>> start Document extract
Though the above approach is valid, since all data is on S3, you may run into S3 eventual consistency issue if you try to delete a piece of data and immediately try to recreate it in the same location. You can read more about the consistency issues in this blog.

Best Practice to Overwrite Tables

The best approach to avoid this is to overwrite the table.

DataFrame API (Scala):

dataframe.write.mode(SaveMode.Overwrite).saveAsTable('example_data')    // Managed Overwrite

dataframe.write.mode(SaveMode.Overwrite).option('path', 'YOUR_S3_PATH').saveAsTable('example_data')  // UnManaged Overwrite

In SQL you use the insert overwrite keyword to perform this. This applies to managed or unmanaged tables.

For example for an unmanaged table:

create table example_table(id string, value string) using org.apache.spark.sql.parquet options (path 'YOUR_S3_PATH')

insert overwrite table example_table select ...

Hive Partitions vs Spark SQL Partitions

Spark SQL is able to dynamically generate partitions at the file storage level to provide partition columns for tables. The following allows you to partition data that you write out.

dataframe.write.partitionBy('colName').saveAsTable('example_table')

Spark SQL does not register the partitions in the Hive metastore. Therefore, show partitions example_table will show up empty. To register the partitions, you can run the following API to generate the partitions: MSCK REPAIR TABLE 'example_table'

Partition Pruning

Hive-style partitions are useful when the table is scanned and there are pushed-down filter predicates involving the partitionBy keys. In that case, Spark will avoid reading all data that wouldn’t satisfy those predicates.

For example, suppose you have a table that is partitioned by date. A query such as SELECT max(id) FROM table WHERE date = '2010-10-10' will only read data files that are known to contain only tuples whose date value is the one specified in the query.
>> end Document extract
>> start Dataset section
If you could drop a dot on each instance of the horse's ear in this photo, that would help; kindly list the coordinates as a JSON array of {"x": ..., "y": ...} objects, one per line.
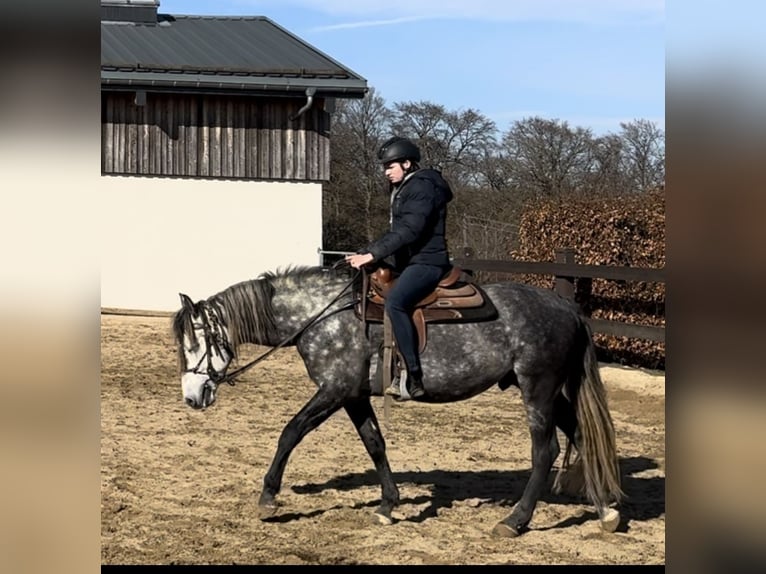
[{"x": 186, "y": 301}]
>> end Dataset section
Problem details:
Repeat the part of the Spark SQL tables text that begins at the words "Hive Partitions vs" and stops after the words "satisfy those predicates.", word for word.

The result:
Hive Partitions vs Spark SQL Partitions

Spark SQL is able to dynamically generate partitions at the file storage level to provide partition columns for tables. The following allows you to partition data that you write out.

dataframe.write.partitionBy('colName').saveAsTable('example_table')

Spark SQL does not register the partitions in the Hive metastore. Therefore, show partitions example_table will show up empty. To register the partitions, you can run the following API to generate the partitions: MSCK REPAIR TABLE 'example_table'

Partition Pruning

Hive-style partitions are useful when the table is scanned and there are pushed-down filter predicates involving the partitionBy keys. In that case, Spark will avoid reading all data that wouldn’t satisfy those predicates.